> **Instrucción escrita**
Formatee como tabla Markdown el tramo de filas que va desde la que contiene "Cross-referencing a description that mentions the gothic" hasta la que contiene "[8,17,1312,569]", ambas incluidas, con la columna Número para el número de orden de cada fila y la columna Contenido para su texto. Omita las filas en blanco.

§

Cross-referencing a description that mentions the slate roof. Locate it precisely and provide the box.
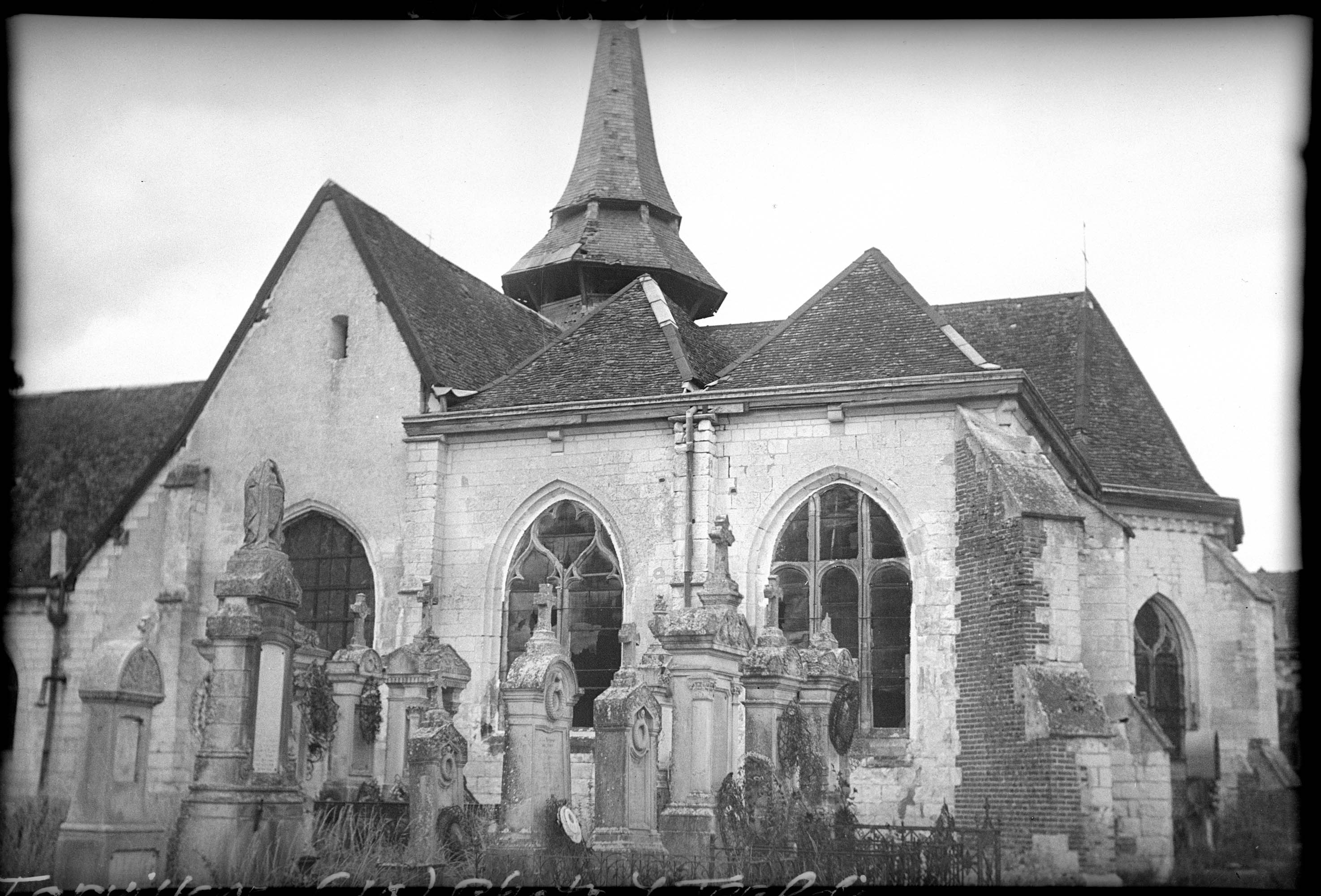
[555,21,679,217]
[505,207,724,296]
[332,181,559,388]
[11,181,560,582]
[939,292,1215,494]
[699,320,783,358]
[713,249,979,388]
[9,382,202,586]
[454,275,733,411]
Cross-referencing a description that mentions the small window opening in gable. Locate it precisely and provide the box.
[330,314,349,361]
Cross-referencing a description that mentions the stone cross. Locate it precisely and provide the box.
[762,576,785,629]
[536,582,556,632]
[707,517,734,582]
[418,582,440,636]
[620,622,642,669]
[349,591,371,647]
[243,459,284,550]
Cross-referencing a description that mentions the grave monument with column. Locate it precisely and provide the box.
[651,517,753,857]
[798,613,859,810]
[592,622,665,853]
[173,460,304,885]
[399,588,471,859]
[494,584,580,855]
[384,583,473,781]
[322,593,384,800]
[740,576,804,769]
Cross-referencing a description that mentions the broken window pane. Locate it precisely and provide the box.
[284,512,376,651]
[505,501,623,728]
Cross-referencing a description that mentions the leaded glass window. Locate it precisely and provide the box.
[1133,600,1186,756]
[502,501,623,728]
[284,512,376,650]
[772,484,913,728]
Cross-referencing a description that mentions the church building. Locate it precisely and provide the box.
[3,22,1279,879]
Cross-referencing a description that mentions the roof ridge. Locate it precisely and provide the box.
[716,250,872,379]
[11,379,206,401]
[867,246,1000,370]
[935,289,1088,308]
[1079,296,1221,497]
[464,274,650,399]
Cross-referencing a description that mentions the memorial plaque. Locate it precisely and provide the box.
[252,642,288,775]
[115,715,142,784]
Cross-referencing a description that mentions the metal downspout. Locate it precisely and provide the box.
[683,406,698,607]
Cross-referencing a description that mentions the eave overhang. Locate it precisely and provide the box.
[403,370,1102,500]
[1101,482,1243,547]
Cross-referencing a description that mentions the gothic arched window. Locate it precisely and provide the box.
[770,485,913,728]
[1133,597,1187,756]
[284,512,376,650]
[501,501,623,728]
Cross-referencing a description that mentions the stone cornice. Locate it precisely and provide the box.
[403,370,1102,497]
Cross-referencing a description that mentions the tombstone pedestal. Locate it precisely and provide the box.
[592,622,666,853]
[496,586,580,854]
[406,707,468,862]
[651,517,753,857]
[173,461,304,885]
[56,641,165,889]
[798,616,859,810]
[322,645,382,800]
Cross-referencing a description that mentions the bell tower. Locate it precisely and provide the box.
[502,22,725,327]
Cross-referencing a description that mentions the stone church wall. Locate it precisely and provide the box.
[428,407,977,823]
[7,203,419,802]
[1123,512,1279,802]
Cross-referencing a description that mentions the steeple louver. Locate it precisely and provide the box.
[502,22,725,327]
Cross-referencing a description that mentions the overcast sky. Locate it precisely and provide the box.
[8,17,1312,569]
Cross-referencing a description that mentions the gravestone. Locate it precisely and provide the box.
[592,622,665,853]
[399,592,471,860]
[496,584,580,854]
[651,517,753,857]
[174,460,304,885]
[798,613,860,810]
[56,640,165,889]
[384,583,473,781]
[322,593,384,800]
[740,576,804,769]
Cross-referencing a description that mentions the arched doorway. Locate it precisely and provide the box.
[770,484,913,728]
[501,501,623,728]
[1133,597,1187,758]
[284,512,376,651]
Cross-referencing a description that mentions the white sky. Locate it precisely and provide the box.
[8,17,1312,568]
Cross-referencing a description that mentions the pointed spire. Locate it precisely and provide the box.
[553,21,679,218]
[502,22,725,327]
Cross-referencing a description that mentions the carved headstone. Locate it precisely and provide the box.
[496,586,580,851]
[243,460,284,551]
[592,622,665,853]
[56,640,165,888]
[176,460,302,884]
[651,517,753,855]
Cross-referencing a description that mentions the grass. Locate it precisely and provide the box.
[0,796,69,878]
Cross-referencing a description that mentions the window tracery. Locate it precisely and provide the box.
[770,484,913,728]
[501,501,623,728]
[284,512,376,651]
[1133,599,1187,757]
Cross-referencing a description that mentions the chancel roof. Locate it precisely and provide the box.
[9,382,202,586]
[713,249,981,390]
[330,181,559,388]
[457,275,736,411]
[939,292,1215,494]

§

> **Solución de la tarea**
| Número | Contenido |
|---|---|
| 1 | Cross-referencing a description that mentions the gothic arched window. Locate it precisely and provide the box. |
| 2 | [770,485,913,728] |
| 3 | [1133,597,1187,756] |
| 4 | [284,512,376,650] |
| 5 | [501,501,623,728] |
| 6 | Cross-referencing a description that mentions the stone cornice. Locate it precisely and provide the box. |
| 7 | [403,370,1102,497] |
| 8 | Cross-referencing a description that mentions the tombstone pedestal. Locate it precisely and provide the box. |
| 9 | [592,622,666,853] |
| 10 | [496,586,580,854] |
| 11 | [406,707,468,862] |
| 12 | [651,517,753,857] |
| 13 | [173,461,304,885] |
| 14 | [56,641,165,889] |
| 15 | [798,616,859,810] |
| 16 | [322,645,382,800] |
| 17 | Cross-referencing a description that mentions the bell tower. Locate it precisely and provide the box. |
| 18 | [502,22,725,327] |
| 19 | Cross-referencing a description that mentions the stone church wall. Locate it precisely and provide the box. |
| 20 | [428,407,977,823] |
| 21 | [7,203,419,802] |
| 22 | [1123,512,1279,802] |
| 23 | Cross-referencing a description that mentions the steeple louver. Locate it precisely and provide the box. |
| 24 | [502,22,725,327] |
| 25 | Cross-referencing a description that mentions the overcast sky. Locate it precisely and provide the box. |
| 26 | [8,17,1312,569] |